Work to complete:
Copy each of the following items line for line, changing nothing.
-- begin Extracted material --
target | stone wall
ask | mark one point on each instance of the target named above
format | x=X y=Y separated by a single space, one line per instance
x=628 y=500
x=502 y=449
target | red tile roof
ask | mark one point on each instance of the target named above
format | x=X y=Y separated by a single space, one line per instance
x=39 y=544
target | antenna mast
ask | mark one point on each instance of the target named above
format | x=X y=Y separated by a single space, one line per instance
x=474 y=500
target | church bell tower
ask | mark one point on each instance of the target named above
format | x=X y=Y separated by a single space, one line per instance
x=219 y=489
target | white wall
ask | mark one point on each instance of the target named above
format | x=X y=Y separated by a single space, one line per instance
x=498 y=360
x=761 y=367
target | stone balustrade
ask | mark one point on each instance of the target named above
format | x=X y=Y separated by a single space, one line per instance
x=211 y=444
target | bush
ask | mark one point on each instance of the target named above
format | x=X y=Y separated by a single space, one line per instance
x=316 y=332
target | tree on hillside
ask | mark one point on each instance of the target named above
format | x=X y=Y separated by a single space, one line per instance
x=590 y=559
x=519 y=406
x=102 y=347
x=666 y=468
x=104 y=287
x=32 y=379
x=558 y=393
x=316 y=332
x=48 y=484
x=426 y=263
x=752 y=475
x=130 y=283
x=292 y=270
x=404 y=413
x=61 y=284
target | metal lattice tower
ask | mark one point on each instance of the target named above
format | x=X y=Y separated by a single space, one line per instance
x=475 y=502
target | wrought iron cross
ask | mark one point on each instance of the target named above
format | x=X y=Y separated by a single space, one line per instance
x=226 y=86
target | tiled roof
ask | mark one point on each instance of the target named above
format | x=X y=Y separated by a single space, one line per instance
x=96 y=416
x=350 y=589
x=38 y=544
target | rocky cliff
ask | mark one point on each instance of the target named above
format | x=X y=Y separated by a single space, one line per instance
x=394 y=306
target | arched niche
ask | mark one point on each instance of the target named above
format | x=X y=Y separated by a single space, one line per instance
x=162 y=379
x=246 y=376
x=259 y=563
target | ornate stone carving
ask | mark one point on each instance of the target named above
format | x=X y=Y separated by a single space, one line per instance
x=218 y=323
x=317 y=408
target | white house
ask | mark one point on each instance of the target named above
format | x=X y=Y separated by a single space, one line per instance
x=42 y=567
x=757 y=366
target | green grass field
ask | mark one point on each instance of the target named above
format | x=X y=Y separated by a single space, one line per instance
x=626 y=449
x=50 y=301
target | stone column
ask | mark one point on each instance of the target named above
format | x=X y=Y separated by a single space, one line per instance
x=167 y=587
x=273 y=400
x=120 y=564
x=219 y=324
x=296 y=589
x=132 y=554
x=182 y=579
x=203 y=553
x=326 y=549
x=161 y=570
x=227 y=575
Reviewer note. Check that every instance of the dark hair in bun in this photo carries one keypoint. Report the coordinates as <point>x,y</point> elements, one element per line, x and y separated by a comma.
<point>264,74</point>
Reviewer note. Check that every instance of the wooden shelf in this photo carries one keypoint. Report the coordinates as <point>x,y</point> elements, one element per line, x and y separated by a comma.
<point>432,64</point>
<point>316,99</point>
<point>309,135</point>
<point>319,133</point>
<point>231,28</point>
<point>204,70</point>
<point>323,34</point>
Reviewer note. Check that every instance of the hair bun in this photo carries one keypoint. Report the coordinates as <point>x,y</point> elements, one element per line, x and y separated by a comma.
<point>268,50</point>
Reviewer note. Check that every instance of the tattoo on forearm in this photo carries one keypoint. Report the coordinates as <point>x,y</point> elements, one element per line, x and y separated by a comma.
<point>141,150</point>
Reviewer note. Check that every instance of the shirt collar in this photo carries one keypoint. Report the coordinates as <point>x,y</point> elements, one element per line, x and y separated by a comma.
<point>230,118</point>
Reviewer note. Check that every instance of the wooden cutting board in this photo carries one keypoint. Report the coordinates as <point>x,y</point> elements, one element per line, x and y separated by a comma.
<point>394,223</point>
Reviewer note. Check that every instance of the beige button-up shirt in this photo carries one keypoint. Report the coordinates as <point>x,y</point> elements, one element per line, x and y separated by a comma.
-- end Extracted material --
Output of the task:
target | stone wall
ask | mark one point on each instance of the target named above
format | x=X y=Y separated by a single space, one line per instance
x=628 y=500
x=502 y=449
target | red tile roof
ask | mark one point on each instance of the target named above
format | x=X y=Y separated by a single space, one line per instance
x=39 y=544
target | antenna mast
ask | mark one point on each instance of the target named above
format | x=X y=Y separated by a single space, one line per instance
x=474 y=500
target | church bell tower
ask | mark one point on each instance of the target named above
format | x=X y=Y separated by a single space, one line per instance
x=219 y=489
target | white wall
ask | mark one point on each instance of the target named above
format | x=X y=Y separated by a single space, one line per instance
x=498 y=360
x=761 y=367
target | stone balustrade
ask | mark one point on each instance of the target named above
format | x=X y=Y separated by a single space, one line per instance
x=211 y=444
target | bush
ask | mark one point on each instance of the target named above
format | x=X y=Y separated by a single space, one line per instance
x=316 y=332
target | tree on hillside
ask | mark one point on each instance of the target named above
format | x=X y=Y separated by a single space, one line per instance
x=590 y=559
x=519 y=406
x=102 y=347
x=666 y=468
x=104 y=287
x=32 y=379
x=558 y=393
x=316 y=332
x=48 y=484
x=426 y=263
x=752 y=475
x=130 y=283
x=292 y=270
x=404 y=413
x=61 y=284
target | metal lattice tower
ask | mark one point on each instance of the target named above
format | x=X y=Y separated by a single space, one line per instance
x=475 y=502
target | wrought iron cross
ask | mark one point on each instance of the target named above
format | x=X y=Y separated by a single space, one line per instance
x=226 y=86
target | tiled roof
ask | mark one point on each instance of the target named above
format | x=X y=Y separated by a single space, one line per instance
x=96 y=416
x=350 y=589
x=38 y=544
target | rocky cliff
ask | mark one point on each instance of the target named above
format | x=X y=Y separated by a single space, one line per instance
x=394 y=306
target | arched niche
ask | mark one point on each instance of the target named above
format | x=X y=Y separated by a single space, one line per instance
x=162 y=379
x=246 y=376
x=259 y=563
target | ornate stone carving
ask | mark one point on each instance of the target named above
format | x=X y=Y separated by a single space, one line per instance
x=218 y=323
x=317 y=408
target | white house
ask | mark one point on each instance of the target named above
format | x=X y=Y separated by a single space, one line per instance
x=42 y=567
x=757 y=366
target | green grass field
ask | mark one point on each instance of the target named above
format | x=X y=Y separated by a single space, one line per instance
x=626 y=449
x=50 y=301
target | stone column
ask | mark one point on each instance of the target named above
format | x=X y=Y separated by a single space, one line per instance
x=167 y=587
x=273 y=400
x=120 y=564
x=219 y=324
x=296 y=589
x=132 y=554
x=182 y=579
x=203 y=553
x=326 y=549
x=161 y=570
x=227 y=575
Reviewer note. Check that every instance of the dark hair in bun in this photo carries one keypoint. Report the coordinates as <point>x,y</point> elements, one element per line, x and y separated by a comma.
<point>264,74</point>
Reviewer note. Check that every instance of the wooden shelf in this photo carries one keypoint. Report the coordinates as <point>x,y</point> elements, one element per line, x and y separated by a comma.
<point>432,64</point>
<point>316,99</point>
<point>309,135</point>
<point>319,133</point>
<point>231,28</point>
<point>204,70</point>
<point>323,34</point>
Reviewer note. Check that every instance of the hair bun in this photo carries one keypoint. Report the coordinates as <point>x,y</point> elements, one element per line, x and y separated by a comma.
<point>268,50</point>
Reviewer note. Check that every instance of the tattoo on forearm in this photo carries one keypoint. Report the coordinates as <point>x,y</point> elements, one element per line, x and y separated by a comma.
<point>141,150</point>
Reviewer note. Check that every instance of the shirt collar in this photo carries one keypoint. Report the coordinates as <point>x,y</point> elements, one element per line, x and y separated by a comma.
<point>230,118</point>
Reviewer note. Check that every instance of the wooden cutting board in this photo carries one keypoint. Report the coordinates as <point>x,y</point> elements, one element per line, x and y separated by a comma.
<point>394,223</point>
Reviewer note. Check that every instance of the beige button-up shirt in this photo carries one keypoint. Report the coordinates as <point>x,y</point> elements, one element per line, x and y separated by a comma.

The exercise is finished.